**SOAL LATIHAN**
[a] Tolong tulis ulang kata demi kata seluruh teks tentang wanita dan pernikahan.
[b] Tukar "dot" dengan "marker" pada baris-baris catatan dari awal catatan sampai baris yang memuat "<point>9,73</point>", termasuk baris itu, dan tuliskan hanya baris-baris tersebut tanpa mengubah apa pun selain itu. Gambar tidak perlu dimasukkan ke dalam jawaban.

Monday, March 7, 2011
Loro Blonyo: When Two Become One (Just A Thought)
Sudah beberapa waktu ini pikiran saya serasa kepentok dengan pembahasan antara wanita dan pernikahan. Siapa yang bertanggung jawab atas kejadian ini? Mari kita bahas:
1. Film Mona Lisa Smile
Film yang dibintangi oleh Julia Roberts, Julia Stiles, Kirsten Dunst, Maggie Gylenhall serta Ginnifer Goodwin ini menceritakan perjuangan seorang guru seni pada tahun 1950-an untuk mengubah pola pikir siswi-siswinya. Ada beberapa hal yang menarik dari film ini, a) film ini mengangkat kisah bahwa gambaran wanita yang sempurna adalah mereka yang telah menikah dan bersikap sangat 'berhati-hati' (mirip dengan wanita-wanita dari lulusan J*hn R*b*rt P*w*r. hehehehe...)
b) dalam kebudayaan feminim, prasangka dan penghakiman yang terlalu dini merupakan hal yang umum terjadi. c) terjadi penyebaran pola pikir pada jaman itu bahwa, cita-cita tertinggi wanita adalah menikah dan tidak bisa digabungkan dengan cita-cita yang lain d) perhatikan peran yang dimainkan oleh Ginnifer Goodwin dalam film ini, mirip dengan perannya di film "He's Just Not That Into You". Kedua peran tersebut selalu mengalami kesulitan untuk menjalin hubungan dengan lawan jenis, tapi pada akhirnya mendapatkan lelaki yang 'baik'.

(Entri penunjukan objek berlabel)
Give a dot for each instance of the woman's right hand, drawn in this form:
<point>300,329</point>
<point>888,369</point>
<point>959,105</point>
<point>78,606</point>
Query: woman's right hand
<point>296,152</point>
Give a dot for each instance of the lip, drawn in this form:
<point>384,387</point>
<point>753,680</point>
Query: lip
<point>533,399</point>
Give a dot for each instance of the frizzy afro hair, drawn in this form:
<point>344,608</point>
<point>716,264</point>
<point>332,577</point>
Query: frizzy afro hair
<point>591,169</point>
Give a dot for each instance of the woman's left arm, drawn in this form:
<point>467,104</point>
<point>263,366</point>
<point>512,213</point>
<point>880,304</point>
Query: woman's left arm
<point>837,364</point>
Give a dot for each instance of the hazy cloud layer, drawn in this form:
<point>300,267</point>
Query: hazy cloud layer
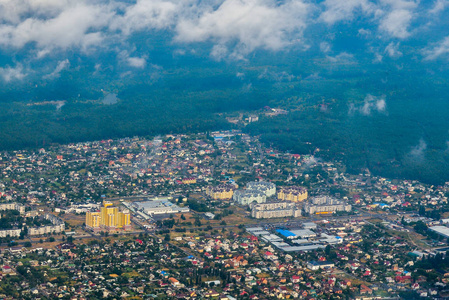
<point>234,27</point>
<point>370,104</point>
<point>9,73</point>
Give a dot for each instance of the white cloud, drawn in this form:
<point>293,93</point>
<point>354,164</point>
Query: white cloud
<point>439,6</point>
<point>219,52</point>
<point>439,49</point>
<point>341,58</point>
<point>339,10</point>
<point>325,47</point>
<point>132,61</point>
<point>418,151</point>
<point>77,24</point>
<point>371,103</point>
<point>398,17</point>
<point>8,74</point>
<point>249,23</point>
<point>137,62</point>
<point>147,14</point>
<point>62,65</point>
<point>392,50</point>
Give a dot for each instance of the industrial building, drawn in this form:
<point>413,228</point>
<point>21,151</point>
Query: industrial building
<point>12,206</point>
<point>108,218</point>
<point>441,230</point>
<point>292,193</point>
<point>268,188</point>
<point>220,192</point>
<point>245,197</point>
<point>325,205</point>
<point>275,210</point>
<point>157,206</point>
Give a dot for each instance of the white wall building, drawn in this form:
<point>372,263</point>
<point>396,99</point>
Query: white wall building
<point>245,197</point>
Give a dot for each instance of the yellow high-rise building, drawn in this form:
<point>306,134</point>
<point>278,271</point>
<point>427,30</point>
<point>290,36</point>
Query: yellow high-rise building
<point>93,219</point>
<point>108,217</point>
<point>292,193</point>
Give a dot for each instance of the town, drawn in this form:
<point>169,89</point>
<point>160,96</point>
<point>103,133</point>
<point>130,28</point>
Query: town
<point>216,215</point>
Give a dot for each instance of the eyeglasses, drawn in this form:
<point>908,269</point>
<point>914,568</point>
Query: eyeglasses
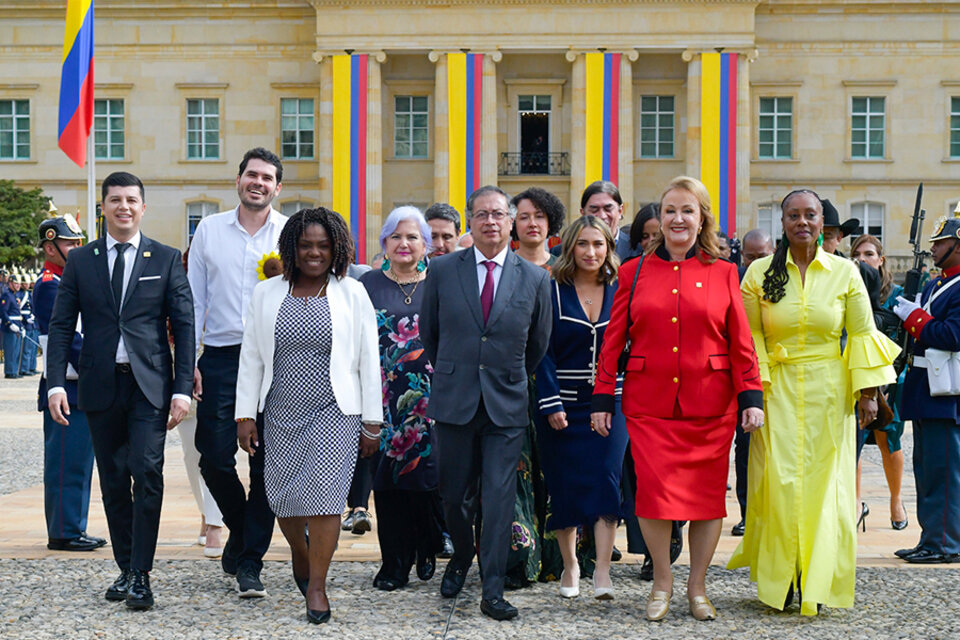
<point>496,216</point>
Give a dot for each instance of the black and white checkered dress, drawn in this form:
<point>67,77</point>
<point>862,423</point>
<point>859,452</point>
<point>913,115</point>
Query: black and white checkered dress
<point>310,446</point>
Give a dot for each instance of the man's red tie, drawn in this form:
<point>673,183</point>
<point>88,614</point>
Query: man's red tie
<point>486,295</point>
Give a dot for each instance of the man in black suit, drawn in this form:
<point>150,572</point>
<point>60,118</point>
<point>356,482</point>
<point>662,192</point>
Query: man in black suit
<point>485,324</point>
<point>125,287</point>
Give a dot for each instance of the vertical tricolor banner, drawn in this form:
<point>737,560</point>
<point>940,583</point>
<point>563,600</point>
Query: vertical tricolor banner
<point>464,93</point>
<point>718,136</point>
<point>350,146</point>
<point>76,81</point>
<point>602,125</point>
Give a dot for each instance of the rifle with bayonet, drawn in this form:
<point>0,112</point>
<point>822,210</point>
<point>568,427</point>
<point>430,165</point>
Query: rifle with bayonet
<point>911,283</point>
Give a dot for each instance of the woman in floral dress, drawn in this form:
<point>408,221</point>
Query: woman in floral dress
<point>405,484</point>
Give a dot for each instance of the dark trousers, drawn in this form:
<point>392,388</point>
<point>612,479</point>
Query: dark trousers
<point>408,527</point>
<point>741,455</point>
<point>67,471</point>
<point>936,469</point>
<point>128,440</point>
<point>478,467</point>
<point>362,483</point>
<point>248,517</point>
<point>11,353</point>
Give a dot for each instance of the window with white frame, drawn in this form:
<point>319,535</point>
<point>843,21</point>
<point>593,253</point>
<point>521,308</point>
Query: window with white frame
<point>867,127</point>
<point>14,129</point>
<point>291,207</point>
<point>955,127</point>
<point>768,219</point>
<point>775,128</point>
<point>108,132</point>
<point>197,211</point>
<point>870,215</point>
<point>657,126</point>
<point>296,128</point>
<point>203,129</point>
<point>410,126</point>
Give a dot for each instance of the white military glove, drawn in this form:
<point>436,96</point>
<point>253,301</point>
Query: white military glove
<point>904,308</point>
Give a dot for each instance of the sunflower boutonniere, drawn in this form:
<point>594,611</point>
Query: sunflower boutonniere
<point>269,265</point>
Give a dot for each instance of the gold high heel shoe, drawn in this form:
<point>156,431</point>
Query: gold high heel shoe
<point>658,605</point>
<point>702,609</point>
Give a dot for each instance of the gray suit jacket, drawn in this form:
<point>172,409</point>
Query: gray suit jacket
<point>471,360</point>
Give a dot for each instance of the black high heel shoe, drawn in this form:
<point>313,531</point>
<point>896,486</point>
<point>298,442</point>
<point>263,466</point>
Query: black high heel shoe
<point>317,617</point>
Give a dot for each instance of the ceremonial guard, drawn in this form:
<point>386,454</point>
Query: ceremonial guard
<point>67,450</point>
<point>12,331</point>
<point>931,399</point>
<point>28,359</point>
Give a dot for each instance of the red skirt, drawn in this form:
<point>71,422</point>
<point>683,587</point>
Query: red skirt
<point>682,465</point>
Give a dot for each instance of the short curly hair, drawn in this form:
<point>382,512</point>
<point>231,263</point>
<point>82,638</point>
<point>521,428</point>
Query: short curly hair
<point>341,242</point>
<point>544,201</point>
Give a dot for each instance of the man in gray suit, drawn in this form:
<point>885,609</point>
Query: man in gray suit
<point>485,324</point>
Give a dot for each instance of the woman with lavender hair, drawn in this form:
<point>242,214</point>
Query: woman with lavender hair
<point>405,483</point>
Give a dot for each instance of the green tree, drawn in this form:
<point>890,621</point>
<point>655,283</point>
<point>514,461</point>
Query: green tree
<point>21,212</point>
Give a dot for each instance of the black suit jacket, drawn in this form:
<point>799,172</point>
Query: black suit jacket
<point>158,290</point>
<point>471,359</point>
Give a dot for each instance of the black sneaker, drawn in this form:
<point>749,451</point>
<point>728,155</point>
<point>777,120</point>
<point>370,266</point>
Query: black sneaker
<point>248,583</point>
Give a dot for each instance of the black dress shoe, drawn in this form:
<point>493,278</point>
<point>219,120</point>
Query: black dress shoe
<point>139,597</point>
<point>498,609</point>
<point>453,578</point>
<point>903,553</point>
<point>426,567</point>
<point>318,617</point>
<point>73,544</point>
<point>646,569</point>
<point>925,556</point>
<point>117,592</point>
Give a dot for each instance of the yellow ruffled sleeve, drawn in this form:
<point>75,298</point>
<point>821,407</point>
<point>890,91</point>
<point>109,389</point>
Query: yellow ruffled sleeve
<point>869,354</point>
<point>752,290</point>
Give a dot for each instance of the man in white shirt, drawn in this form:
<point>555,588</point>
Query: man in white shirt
<point>222,270</point>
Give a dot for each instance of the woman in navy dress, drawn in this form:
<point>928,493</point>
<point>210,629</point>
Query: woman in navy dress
<point>582,467</point>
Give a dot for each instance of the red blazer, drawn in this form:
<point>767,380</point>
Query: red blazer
<point>690,341</point>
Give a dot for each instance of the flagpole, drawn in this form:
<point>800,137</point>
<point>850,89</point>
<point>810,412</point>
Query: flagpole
<point>91,191</point>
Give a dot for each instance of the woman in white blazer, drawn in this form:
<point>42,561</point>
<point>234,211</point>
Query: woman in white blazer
<point>310,362</point>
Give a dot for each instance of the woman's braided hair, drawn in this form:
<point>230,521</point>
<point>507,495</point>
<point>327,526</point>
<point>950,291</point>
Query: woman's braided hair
<point>340,241</point>
<point>775,278</point>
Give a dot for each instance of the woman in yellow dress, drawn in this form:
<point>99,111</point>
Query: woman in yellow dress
<point>801,506</point>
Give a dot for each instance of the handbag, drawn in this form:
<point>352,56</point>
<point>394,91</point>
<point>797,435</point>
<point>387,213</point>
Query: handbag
<point>625,354</point>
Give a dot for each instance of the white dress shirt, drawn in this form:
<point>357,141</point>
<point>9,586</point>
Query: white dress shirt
<point>129,258</point>
<point>222,271</point>
<point>497,270</point>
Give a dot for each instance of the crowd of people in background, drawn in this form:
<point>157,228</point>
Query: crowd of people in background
<point>500,393</point>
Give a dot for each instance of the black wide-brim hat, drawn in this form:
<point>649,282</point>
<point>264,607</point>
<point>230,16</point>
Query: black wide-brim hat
<point>831,218</point>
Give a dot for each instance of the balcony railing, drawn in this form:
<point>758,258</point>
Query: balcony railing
<point>556,163</point>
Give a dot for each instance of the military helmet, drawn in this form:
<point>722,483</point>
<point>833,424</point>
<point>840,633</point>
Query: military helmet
<point>64,226</point>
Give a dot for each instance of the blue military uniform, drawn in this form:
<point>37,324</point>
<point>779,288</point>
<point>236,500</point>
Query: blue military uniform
<point>11,324</point>
<point>936,419</point>
<point>28,363</point>
<point>67,450</point>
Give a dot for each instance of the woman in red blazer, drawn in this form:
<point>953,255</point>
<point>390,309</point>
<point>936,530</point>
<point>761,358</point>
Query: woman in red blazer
<point>692,369</point>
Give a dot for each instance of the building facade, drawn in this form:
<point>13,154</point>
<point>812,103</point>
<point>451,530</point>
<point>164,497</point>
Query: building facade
<point>364,101</point>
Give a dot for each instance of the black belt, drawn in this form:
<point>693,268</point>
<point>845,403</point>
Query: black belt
<point>230,349</point>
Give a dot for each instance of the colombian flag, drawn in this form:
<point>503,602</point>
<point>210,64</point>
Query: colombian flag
<point>76,81</point>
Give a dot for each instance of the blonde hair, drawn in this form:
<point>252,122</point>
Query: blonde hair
<point>565,267</point>
<point>707,236</point>
<point>886,278</point>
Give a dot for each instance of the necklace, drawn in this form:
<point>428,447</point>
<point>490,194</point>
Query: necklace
<point>407,297</point>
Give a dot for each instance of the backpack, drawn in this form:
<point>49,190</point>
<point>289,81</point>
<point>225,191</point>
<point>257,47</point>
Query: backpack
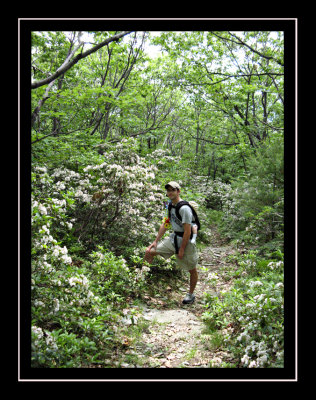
<point>178,206</point>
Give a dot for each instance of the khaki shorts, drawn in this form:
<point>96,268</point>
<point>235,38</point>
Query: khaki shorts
<point>166,249</point>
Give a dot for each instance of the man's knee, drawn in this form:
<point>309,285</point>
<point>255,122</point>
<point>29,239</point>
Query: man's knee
<point>150,254</point>
<point>193,271</point>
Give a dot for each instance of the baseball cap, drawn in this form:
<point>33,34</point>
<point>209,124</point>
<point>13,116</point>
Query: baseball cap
<point>174,185</point>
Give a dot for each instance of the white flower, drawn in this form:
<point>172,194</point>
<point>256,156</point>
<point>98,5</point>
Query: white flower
<point>66,259</point>
<point>245,359</point>
<point>42,209</point>
<point>56,305</point>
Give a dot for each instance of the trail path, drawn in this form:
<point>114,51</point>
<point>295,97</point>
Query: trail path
<point>176,334</point>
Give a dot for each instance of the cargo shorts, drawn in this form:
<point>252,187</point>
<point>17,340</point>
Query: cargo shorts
<point>166,249</point>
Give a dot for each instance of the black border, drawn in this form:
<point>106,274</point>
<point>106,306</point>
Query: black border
<point>24,370</point>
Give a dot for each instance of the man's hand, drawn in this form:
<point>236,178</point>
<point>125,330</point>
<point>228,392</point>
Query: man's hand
<point>154,244</point>
<point>181,253</point>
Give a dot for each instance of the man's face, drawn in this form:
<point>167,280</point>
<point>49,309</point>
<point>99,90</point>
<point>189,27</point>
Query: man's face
<point>172,193</point>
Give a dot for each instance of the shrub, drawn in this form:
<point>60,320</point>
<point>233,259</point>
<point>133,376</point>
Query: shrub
<point>250,316</point>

**JAWABAN TIAP TUGAS**
[a]
Monday, March 7, 2011
Loro Blonyo: When Two Become One (Just A Thought)
Sudah beberapa waktu ini pikiran saya serasa kepentok dengan pembahasan antara wanita dan pernikahan. Siapa yang bertanggung jawab atas kejadian ini? Mari kita bahas:
1. Film Mona Lisa Smile
Film yang dibintangi oleh Julia Roberts, Julia Stiles, Kirsten Dunst, Maggie Gylenhall serta Ginnifer Goodwin ini menceritakan perjuangan seorang guru seni pada tahun 1950-an untuk mengubah pola pikir siswi-siswinya. Ada beberapa hal yang menarik dari film ini, a) film ini mengangkat kisah bahwa gambaran wanita yang sempurna adalah mereka yang telah menikah dan bersikap sangat 'berhati-hati' (mirip dengan wanita-wanita dari lulusan J*hn R*b*rt P*w*r. hehehehe...)
b) dalam kebudayaan feminim, prasangka dan penghakiman yang terlalu dini merupakan hal yang umum terjadi. c) terjadi penyebaran pola pikir pada jaman itu bahwa, cita-cita tertinggi wanita adalah menikah dan tidak bisa digabungkan dengan cita-cita yang lain d) perhatikan peran yang dimainkan oleh Ginnifer Goodwin dalam film ini, mirip dengan perannya di film "He's Just Not That Into You". Kedua peran tersebut selalu mengalami kesulitan untuk menjalin hubungan dengan lawan jenis, tapi pada akhirnya mendapatkan lelaki yang 'baik'.

[b]
Give a marker for each instance of the woman's right hand, drawn in this form:
<point>300,329</point>
<point>888,369</point>
<point>959,105</point>
<point>78,606</point>
Query: woman's right hand
<point>296,152</point>
Give a marker for each instance of the lip, drawn in this form:
<point>384,387</point>
<point>753,680</point>
Query: lip
<point>533,399</point>
Give a marker for each instance of the frizzy afro hair, drawn in this form:
<point>344,608</point>
<point>716,264</point>
<point>332,577</point>
Query: frizzy afro hair
<point>591,169</point>
Give a marker for each instance of the woman's left arm, drawn in this form:
<point>467,104</point>
<point>263,366</point>
<point>512,213</point>
<point>880,304</point>
Query: woman's left arm
<point>837,364</point>
Give a marker for each instance of the hazy cloud layer, drawn in this form:
<point>300,267</point>
Query: hazy cloud layer
<point>234,27</point>
<point>370,104</point>
<point>9,73</point>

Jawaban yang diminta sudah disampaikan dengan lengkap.